══ Selected excerpt ══

Weekend Reading

Recollections of books carried back and forth on the elevated train -- in a long-term, though belated, attempt to learn something about the world.

Sunday, December 21, 2008

Rouge of the North

Rouge of the North -- Eileen Chang (1967)

Having lived among the "Singsong girls of Shanghai" for 6 months this year, I had to spend a little more time with the translator, Eileen Chang, who subsequently wrote this brief novel about a proper married lady who lived in the same time and place.

Well -- maybe not quite so proper.

It's a rather grim story -- since the lead character, Yindi, though a smart, feisty, healthy, pretty girl -- has a very bad attitude -- and it just keeps getting worse -- even though, by traditional standards, she was both fortunate and successful -- as a lower merchant class girl who marries into a prominent Mandarin family and
produces two generations of heirs. And in the Chinese world where the mother-in-law can make a young wife utterly miserable, her mother-in-law demanded nothing more than ritual obeisance -- and the extended family was well served by a large staff of servants and slaves. Then, after 15 years, both the mother-in-law and the blind,sick husband are dead -- and our low-born heroine got her own house and servants.

═══

Prompt 1
In the Rouge of the North review, how many years pass before both Yindi's mother-in-law and her husband are dead?
Prompt 2
Extend the Rouge of the North review, picking up right after its final sentence.
The listing has no connection to the Rouge of the North review.

══ Data provided ══

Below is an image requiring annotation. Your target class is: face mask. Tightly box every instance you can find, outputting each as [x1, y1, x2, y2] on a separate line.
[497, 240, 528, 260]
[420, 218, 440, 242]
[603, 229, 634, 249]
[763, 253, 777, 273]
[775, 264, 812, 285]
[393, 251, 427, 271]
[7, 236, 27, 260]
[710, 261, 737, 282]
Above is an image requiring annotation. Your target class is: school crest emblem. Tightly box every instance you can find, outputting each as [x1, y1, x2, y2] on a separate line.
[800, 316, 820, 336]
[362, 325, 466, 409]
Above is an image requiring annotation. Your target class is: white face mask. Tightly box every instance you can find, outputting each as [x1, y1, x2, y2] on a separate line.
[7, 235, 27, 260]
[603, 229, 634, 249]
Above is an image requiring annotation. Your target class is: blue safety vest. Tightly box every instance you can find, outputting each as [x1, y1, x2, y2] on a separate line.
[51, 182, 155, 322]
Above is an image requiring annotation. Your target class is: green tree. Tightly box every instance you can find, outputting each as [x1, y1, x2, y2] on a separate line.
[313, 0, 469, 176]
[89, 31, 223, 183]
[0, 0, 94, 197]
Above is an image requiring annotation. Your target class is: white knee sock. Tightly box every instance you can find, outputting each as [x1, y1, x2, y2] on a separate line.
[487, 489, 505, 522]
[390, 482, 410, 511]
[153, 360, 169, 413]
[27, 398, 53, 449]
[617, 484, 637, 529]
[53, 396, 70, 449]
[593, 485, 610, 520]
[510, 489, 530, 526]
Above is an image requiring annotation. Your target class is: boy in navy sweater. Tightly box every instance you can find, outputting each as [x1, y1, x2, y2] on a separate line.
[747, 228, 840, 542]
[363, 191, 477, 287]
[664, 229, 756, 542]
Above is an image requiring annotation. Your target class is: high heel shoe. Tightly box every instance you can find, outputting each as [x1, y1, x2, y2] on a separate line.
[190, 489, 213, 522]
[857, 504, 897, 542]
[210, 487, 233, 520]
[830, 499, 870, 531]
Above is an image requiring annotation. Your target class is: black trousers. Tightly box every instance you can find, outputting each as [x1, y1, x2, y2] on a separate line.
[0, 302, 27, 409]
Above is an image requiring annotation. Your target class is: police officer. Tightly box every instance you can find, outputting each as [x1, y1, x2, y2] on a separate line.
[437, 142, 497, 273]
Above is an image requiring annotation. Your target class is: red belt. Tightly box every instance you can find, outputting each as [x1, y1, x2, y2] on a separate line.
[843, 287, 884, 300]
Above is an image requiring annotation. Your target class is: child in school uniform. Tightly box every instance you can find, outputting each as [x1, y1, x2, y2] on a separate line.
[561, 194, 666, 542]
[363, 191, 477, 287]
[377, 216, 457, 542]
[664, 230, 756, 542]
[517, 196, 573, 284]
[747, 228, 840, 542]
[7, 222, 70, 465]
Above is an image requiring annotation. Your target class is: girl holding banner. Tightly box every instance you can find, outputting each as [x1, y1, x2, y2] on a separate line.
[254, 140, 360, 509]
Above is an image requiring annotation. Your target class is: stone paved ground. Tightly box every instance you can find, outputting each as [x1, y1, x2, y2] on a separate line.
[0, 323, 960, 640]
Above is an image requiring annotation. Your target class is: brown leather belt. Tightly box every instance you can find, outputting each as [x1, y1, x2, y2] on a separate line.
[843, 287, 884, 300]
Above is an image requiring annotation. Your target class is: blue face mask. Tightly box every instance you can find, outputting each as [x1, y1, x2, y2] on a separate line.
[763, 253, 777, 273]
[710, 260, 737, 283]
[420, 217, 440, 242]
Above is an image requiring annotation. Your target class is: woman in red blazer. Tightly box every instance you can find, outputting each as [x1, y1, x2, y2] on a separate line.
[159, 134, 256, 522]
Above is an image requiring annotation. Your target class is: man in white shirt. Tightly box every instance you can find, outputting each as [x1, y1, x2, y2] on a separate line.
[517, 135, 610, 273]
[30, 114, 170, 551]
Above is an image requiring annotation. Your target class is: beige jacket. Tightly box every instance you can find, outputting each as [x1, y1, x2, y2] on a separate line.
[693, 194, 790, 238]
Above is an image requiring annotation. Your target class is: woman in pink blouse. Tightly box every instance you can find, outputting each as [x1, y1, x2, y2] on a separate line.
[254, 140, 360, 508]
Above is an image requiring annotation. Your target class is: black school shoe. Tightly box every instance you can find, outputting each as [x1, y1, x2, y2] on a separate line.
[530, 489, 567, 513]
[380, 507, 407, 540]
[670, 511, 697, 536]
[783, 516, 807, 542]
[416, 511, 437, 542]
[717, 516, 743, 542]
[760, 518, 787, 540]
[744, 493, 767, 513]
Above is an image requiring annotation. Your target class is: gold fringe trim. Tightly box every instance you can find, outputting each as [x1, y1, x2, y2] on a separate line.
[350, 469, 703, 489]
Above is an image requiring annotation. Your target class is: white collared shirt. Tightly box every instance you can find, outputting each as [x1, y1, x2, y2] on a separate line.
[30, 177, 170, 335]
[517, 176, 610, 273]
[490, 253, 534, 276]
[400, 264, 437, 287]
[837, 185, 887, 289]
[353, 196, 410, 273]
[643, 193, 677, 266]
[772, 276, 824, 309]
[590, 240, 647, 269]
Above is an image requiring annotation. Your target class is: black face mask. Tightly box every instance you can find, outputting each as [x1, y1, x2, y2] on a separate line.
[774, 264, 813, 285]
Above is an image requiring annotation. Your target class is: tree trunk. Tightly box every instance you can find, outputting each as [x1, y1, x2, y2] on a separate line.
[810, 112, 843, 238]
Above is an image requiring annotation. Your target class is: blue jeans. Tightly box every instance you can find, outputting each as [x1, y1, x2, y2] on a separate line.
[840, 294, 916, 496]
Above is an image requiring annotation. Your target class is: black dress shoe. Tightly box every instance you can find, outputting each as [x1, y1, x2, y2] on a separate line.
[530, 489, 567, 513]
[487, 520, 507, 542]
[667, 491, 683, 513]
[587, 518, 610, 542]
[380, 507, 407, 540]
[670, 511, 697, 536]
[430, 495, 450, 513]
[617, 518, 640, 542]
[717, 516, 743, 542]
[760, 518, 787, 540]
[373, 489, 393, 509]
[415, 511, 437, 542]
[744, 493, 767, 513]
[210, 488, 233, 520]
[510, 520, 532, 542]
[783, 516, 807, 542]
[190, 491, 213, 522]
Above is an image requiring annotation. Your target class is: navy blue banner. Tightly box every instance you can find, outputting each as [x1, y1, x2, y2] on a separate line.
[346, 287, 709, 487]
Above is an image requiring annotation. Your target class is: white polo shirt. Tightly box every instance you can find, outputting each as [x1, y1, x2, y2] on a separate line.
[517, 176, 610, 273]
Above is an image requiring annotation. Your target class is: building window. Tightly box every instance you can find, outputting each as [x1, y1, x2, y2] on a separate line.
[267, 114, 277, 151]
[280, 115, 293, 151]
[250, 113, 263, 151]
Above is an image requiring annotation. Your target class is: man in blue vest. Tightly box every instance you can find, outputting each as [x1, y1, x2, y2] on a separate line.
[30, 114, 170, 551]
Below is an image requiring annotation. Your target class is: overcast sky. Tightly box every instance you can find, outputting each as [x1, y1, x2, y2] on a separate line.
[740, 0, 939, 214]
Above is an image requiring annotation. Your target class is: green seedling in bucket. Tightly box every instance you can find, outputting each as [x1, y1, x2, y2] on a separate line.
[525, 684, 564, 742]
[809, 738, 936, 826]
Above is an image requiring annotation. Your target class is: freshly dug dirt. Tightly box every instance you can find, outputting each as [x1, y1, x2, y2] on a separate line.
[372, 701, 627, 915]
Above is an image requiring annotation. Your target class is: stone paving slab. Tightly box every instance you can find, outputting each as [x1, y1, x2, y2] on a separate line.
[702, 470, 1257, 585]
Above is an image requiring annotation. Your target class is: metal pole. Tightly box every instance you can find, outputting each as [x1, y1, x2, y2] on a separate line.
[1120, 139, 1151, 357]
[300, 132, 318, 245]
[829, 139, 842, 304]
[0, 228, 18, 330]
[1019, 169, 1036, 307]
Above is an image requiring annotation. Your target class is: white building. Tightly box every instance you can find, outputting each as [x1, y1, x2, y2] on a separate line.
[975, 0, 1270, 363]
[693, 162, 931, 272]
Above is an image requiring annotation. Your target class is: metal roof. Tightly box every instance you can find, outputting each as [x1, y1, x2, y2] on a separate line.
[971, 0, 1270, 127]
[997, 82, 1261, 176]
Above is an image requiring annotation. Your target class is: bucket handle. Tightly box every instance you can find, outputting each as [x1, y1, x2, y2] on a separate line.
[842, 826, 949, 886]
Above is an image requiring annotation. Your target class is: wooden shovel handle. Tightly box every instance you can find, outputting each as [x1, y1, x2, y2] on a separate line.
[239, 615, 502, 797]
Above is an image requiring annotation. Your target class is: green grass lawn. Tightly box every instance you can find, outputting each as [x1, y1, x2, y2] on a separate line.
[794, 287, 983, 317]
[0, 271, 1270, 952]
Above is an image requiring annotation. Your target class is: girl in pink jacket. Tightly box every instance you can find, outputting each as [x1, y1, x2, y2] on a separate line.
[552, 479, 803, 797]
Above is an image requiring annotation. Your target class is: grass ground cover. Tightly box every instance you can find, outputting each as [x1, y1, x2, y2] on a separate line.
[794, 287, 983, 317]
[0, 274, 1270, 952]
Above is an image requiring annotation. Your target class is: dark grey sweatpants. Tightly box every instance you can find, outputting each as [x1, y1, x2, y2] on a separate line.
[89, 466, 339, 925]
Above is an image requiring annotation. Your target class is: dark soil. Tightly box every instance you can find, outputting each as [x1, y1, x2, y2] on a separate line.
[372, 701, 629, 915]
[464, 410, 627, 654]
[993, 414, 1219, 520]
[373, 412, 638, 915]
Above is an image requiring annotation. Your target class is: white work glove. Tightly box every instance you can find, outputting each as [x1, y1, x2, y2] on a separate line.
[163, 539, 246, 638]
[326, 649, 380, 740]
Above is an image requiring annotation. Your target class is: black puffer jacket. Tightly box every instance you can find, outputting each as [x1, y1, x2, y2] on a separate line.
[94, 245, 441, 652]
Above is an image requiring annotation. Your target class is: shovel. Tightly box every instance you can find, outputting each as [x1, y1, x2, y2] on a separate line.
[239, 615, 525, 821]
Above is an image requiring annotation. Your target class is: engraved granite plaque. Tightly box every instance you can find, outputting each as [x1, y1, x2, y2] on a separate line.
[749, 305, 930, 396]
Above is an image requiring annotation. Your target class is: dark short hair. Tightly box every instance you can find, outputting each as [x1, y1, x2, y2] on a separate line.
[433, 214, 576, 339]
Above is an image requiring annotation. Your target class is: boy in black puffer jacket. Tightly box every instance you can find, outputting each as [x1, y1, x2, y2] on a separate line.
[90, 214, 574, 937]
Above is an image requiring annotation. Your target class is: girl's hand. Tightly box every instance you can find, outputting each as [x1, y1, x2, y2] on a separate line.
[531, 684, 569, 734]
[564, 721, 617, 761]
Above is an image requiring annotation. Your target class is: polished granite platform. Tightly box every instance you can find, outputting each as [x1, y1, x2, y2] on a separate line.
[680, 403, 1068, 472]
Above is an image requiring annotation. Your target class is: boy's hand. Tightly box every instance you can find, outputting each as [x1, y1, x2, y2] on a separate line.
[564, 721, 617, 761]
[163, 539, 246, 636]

═══

Written reply 1
Fifteen years.

Written reply 2
So there she was -- an attractive, independent woman in her mid-thirties -- living with a teenage son and a staff of cooks, maids, butlers etc. -- not wealthy -- but with enough to get by without ever working a day.

Doesn't really sound like such a bad life, does it ?

But oh, her life was miserable! She despised and/or feared everyone - and following the lead of her invalid husband, she became addicted to opium -- which seems to be a disastrous event in many family stories from that period -- whether high born or otherwise.

So ... the world got one more depraved dope fiend -- and why should we care ? Only because her story feels so real -- and the decline of the cute, perky shop girl into an addicted, vicious old woman is mirrored by the decline of the family into which she married -- and the decline of an entire civilization as it foundered upon the rocks of the 20th C. -- and Shanghai was rocked by revolutions and invasions.

No romance in all this dreariness -- only one brief, furtive moment when her loneliness was penetrated by a dissolute, whore-mongering brother-in-law who took a break from the singsong houses to ravish her in a Buddhist temple during the celebration of his dead father's birthday.

Boy -- was that fun! -- as she passionately hissed "enemy" in his ear, and then, immediately consumed by fear of discovery, tried to hang herself that very evening.

Thank goodness this novel was short! -- and yet -- as soon as I finished --- a framing episode got me to begin reading it all over again -- swept into the vortex its downward spiral.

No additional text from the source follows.